*** Фрагмент текста ***

ЛОУРЕНС АРАВИЙСКИЙ - Страница 28
После полудня мы пришли в соприкосновение с этой главной турецкой позицией. От местных арабов мы узнали, что добавочные посты около Акабы были уже сняты, либо уменьшены в численности. Таким образом, лишь триста человек преграждали напоследок нам путь к морю.
Мы спешились, чтобы посовещаться, и узнали, что неприятель упорно сопротивляется, скрываясь в недоступных для бомб окопах с новым артезианским колодцем. Был слух, что у него мало провианта.
Но не больше было и у нас. Мы зашли в тупик. Наш военный совет обсудил все пути. Благоразумие спорило с отвагой. Всякое хладнокровие исчезало в этом раскаленном добела узком проходе, гранитные вершины которого отражали солнце мириадами мерцающих вспышек света, в то время как в глубины его извилистого ложа не мог проникнуть даже слабый ветерок, чтобы развеять медленно нагнетавшийся зной.

*** Данные ***

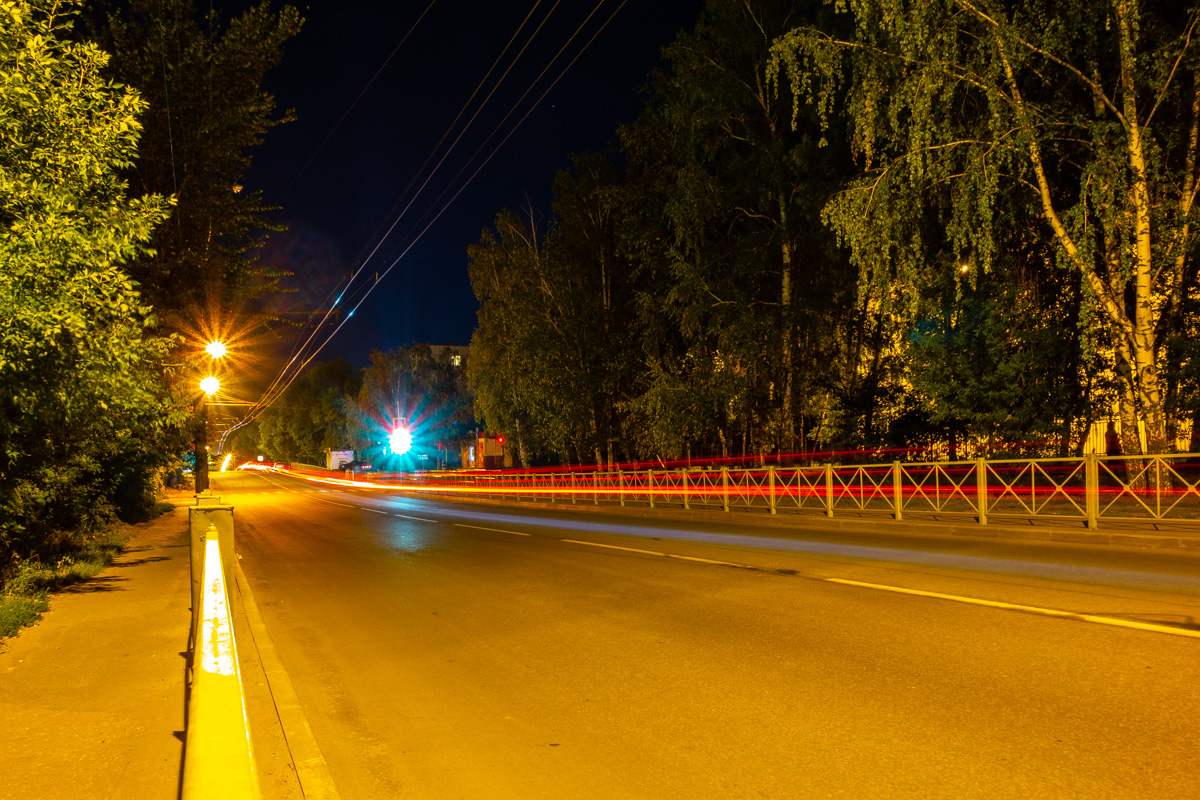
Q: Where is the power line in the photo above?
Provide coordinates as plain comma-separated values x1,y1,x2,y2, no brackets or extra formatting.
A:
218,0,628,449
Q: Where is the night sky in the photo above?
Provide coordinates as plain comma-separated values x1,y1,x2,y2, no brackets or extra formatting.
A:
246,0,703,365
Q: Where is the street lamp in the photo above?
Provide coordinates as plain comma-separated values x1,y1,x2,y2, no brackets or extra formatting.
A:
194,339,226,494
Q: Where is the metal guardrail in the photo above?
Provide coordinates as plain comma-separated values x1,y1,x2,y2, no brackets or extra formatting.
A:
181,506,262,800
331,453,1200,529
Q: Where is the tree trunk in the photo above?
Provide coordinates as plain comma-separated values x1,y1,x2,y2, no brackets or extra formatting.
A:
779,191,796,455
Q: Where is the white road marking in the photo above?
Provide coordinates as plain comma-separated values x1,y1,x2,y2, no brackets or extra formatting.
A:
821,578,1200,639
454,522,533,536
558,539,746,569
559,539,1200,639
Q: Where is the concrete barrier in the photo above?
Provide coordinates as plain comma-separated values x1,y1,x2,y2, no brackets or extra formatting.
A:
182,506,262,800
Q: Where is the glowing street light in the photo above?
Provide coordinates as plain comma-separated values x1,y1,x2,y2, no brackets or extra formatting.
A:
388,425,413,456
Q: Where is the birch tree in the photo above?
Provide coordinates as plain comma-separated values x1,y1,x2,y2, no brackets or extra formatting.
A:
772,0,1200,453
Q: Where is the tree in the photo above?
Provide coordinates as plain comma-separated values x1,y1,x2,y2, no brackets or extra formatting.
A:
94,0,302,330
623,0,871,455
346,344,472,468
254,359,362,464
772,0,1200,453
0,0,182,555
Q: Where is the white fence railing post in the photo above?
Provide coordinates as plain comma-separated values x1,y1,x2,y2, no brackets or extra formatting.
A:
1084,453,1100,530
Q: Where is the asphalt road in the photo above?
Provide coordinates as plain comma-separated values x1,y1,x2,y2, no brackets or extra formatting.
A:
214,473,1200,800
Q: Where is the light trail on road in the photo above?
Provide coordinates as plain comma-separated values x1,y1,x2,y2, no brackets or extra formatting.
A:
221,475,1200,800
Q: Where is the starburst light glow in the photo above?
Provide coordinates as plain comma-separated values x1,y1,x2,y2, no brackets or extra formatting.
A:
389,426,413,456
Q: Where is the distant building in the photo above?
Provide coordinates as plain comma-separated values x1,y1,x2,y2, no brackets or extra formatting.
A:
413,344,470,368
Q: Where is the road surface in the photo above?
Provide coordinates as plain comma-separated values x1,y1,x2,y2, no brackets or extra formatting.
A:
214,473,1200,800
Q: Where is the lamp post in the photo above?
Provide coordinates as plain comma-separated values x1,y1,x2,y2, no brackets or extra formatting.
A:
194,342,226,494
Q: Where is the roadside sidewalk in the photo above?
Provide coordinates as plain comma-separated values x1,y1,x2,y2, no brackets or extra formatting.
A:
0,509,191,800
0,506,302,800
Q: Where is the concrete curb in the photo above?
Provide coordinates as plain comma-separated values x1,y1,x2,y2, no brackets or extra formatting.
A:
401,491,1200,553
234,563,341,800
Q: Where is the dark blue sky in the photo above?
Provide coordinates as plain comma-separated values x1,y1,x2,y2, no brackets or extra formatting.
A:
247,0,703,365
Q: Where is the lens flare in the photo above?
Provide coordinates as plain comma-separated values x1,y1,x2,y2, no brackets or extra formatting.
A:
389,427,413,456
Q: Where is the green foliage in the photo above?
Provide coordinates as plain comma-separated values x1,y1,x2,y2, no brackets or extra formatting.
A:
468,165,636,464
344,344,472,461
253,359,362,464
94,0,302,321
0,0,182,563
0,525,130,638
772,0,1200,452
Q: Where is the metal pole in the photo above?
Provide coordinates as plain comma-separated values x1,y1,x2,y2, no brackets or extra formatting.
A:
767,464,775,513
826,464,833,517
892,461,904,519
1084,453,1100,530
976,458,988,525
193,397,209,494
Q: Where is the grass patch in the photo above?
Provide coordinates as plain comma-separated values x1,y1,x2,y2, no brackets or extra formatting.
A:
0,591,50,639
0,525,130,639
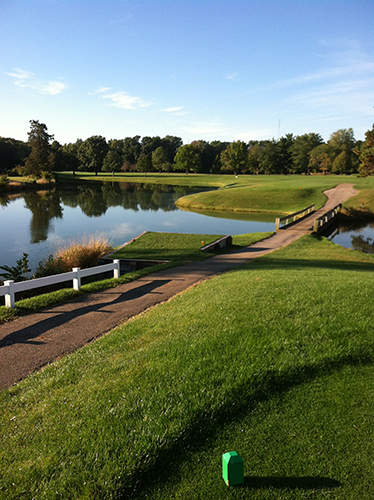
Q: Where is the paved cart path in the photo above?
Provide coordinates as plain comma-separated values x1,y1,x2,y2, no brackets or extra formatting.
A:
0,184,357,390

***

_Письменное задание A_. Сместите на −80 каждую координату в ответах и перепишите записи от строки, содержащей «Q: Where is the grass», до конца записей включительно, оставив всё остальное без изменений. Изображения в ответ не включайте.
_Письменное задание B_. Продолжите отрывок о Лоуренсе Аравийском, начав сразу после его последнего предложения.

_Ответ A_.
Q: Where is the grass patch in the photo above?
Provide coordinates as plain comma-separated values x1,y1,x2,y2, no brackets or extra formatting.
A:
-80,511,-30,559
-80,445,50,559
Q: Where is the paved cart path in the photo above?
Provide coordinates as plain comma-separated values x1,y1,x2,y2, no brackets or extra formatting.
A:
-80,104,277,310

_Ответ B_.
Наша численность уже удвоилась. Люди так теснились в узком пространстве и сгрудились вокруг нас, что мы два или три раза прерывали наш совет, – отчасти, чтобы они не подслушали наших шумных споров, а отчасти – оттого, что мы задыхались от жары в нашем заточении, а запах немытых тел одурманивал нас. Кровь билась в висках, как колокол.
Мы дважды послали туркам требования сдачи, в первый раз – парламентера с белым флагом, а во второй – нескольких турецких пленных, но неприятель оба раза открывал по ним стрельбу. Бедуины вспылили, и, пока мы все еще совещались, они ринулись внезапной волной на утес, извергая на врага град пуль. Насир босиком выбежал, чтобы остановить их, но, сделав несколько шагов по раскаленной земле, визгливо закричал, чтобы ему принесли сандалии.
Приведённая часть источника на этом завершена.